_Exercise details_
Look through the listing and locate every line containing the word "hoodie"; copy those lines.

_Dataset records_

Segment Open

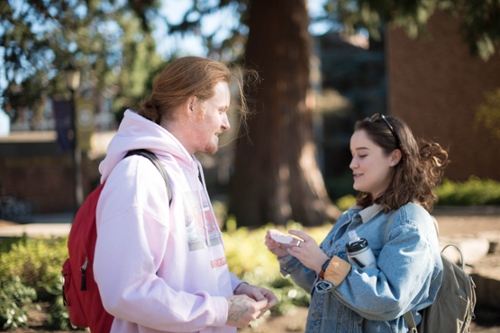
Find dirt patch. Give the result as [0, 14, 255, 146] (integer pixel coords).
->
[6, 304, 499, 333]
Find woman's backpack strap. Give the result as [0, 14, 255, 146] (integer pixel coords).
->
[383, 210, 418, 332]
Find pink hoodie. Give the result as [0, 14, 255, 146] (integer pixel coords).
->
[94, 110, 241, 333]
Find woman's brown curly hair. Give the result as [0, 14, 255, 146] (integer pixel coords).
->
[354, 115, 449, 213]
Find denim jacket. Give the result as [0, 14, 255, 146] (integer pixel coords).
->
[278, 203, 443, 333]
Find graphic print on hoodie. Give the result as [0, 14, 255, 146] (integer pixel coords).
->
[184, 188, 222, 251]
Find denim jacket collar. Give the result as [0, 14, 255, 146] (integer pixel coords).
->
[348, 204, 384, 224]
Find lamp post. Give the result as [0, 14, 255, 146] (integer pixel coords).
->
[65, 64, 82, 215]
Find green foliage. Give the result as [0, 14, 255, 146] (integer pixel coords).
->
[0, 276, 37, 330]
[336, 194, 356, 211]
[166, 0, 248, 61]
[1, 0, 162, 115]
[0, 236, 72, 330]
[45, 282, 74, 331]
[475, 88, 500, 139]
[0, 235, 25, 255]
[0, 236, 68, 295]
[447, 0, 500, 60]
[111, 14, 165, 114]
[333, 176, 500, 207]
[436, 176, 500, 206]
[325, 172, 357, 202]
[321, 0, 500, 60]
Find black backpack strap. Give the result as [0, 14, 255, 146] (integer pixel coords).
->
[124, 149, 172, 204]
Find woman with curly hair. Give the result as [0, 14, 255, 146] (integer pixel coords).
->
[266, 113, 449, 333]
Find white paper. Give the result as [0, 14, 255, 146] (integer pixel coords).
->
[271, 234, 294, 244]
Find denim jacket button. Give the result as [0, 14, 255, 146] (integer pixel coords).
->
[311, 313, 321, 318]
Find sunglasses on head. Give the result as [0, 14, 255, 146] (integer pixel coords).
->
[368, 113, 401, 149]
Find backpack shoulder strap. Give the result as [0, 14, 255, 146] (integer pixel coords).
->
[383, 210, 418, 332]
[383, 210, 397, 244]
[124, 149, 172, 204]
[382, 208, 442, 333]
[431, 216, 439, 238]
[383, 210, 439, 244]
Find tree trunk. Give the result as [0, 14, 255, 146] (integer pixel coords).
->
[229, 0, 341, 227]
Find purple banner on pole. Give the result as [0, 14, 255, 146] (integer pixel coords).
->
[53, 100, 73, 152]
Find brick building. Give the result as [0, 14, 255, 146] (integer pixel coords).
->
[0, 132, 104, 216]
[386, 10, 500, 181]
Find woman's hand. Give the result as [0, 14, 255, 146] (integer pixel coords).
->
[265, 229, 291, 258]
[287, 230, 329, 273]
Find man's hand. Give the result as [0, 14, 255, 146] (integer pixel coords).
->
[225, 294, 268, 328]
[234, 283, 278, 313]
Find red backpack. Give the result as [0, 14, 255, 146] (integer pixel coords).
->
[62, 149, 171, 332]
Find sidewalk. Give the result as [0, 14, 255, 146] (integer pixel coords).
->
[1, 207, 499, 238]
[0, 212, 73, 238]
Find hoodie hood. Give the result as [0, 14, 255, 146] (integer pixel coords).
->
[99, 109, 196, 183]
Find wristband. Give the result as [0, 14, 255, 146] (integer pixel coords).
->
[319, 258, 331, 279]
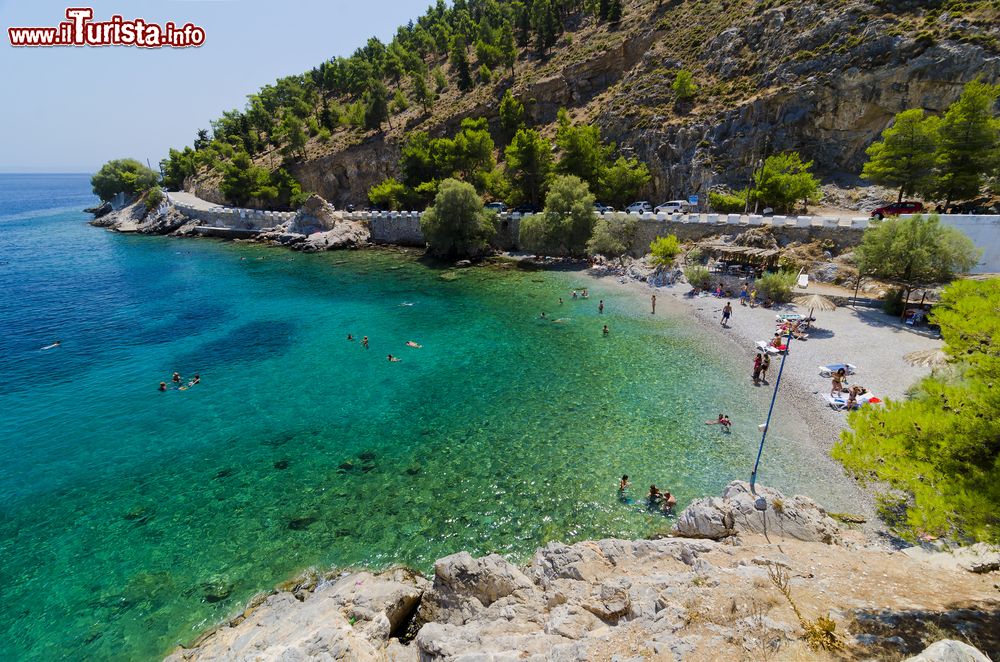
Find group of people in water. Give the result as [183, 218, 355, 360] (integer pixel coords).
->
[347, 331, 421, 362]
[619, 475, 678, 514]
[159, 371, 200, 391]
[541, 289, 611, 335]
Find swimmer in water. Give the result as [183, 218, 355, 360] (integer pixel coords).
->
[40, 340, 61, 350]
[362, 336, 369, 349]
[387, 354, 400, 362]
[602, 324, 610, 336]
[158, 382, 167, 392]
[188, 373, 201, 386]
[405, 341, 421, 348]
[705, 414, 732, 428]
[540, 312, 547, 319]
[619, 475, 630, 491]
[172, 372, 182, 384]
[347, 334, 354, 341]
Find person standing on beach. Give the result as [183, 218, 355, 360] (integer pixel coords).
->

Segment Closed

_Response box_
Find pink hoodie. Give the result as [0, 14, 255, 146] (integer pixel coords).
Find graphic print on hoodie. Give the result as [0, 14, 255, 146] (integer pixel coords).
Find hoodie hood. Give the result as [0, 14, 255, 146] (integer pixel coords).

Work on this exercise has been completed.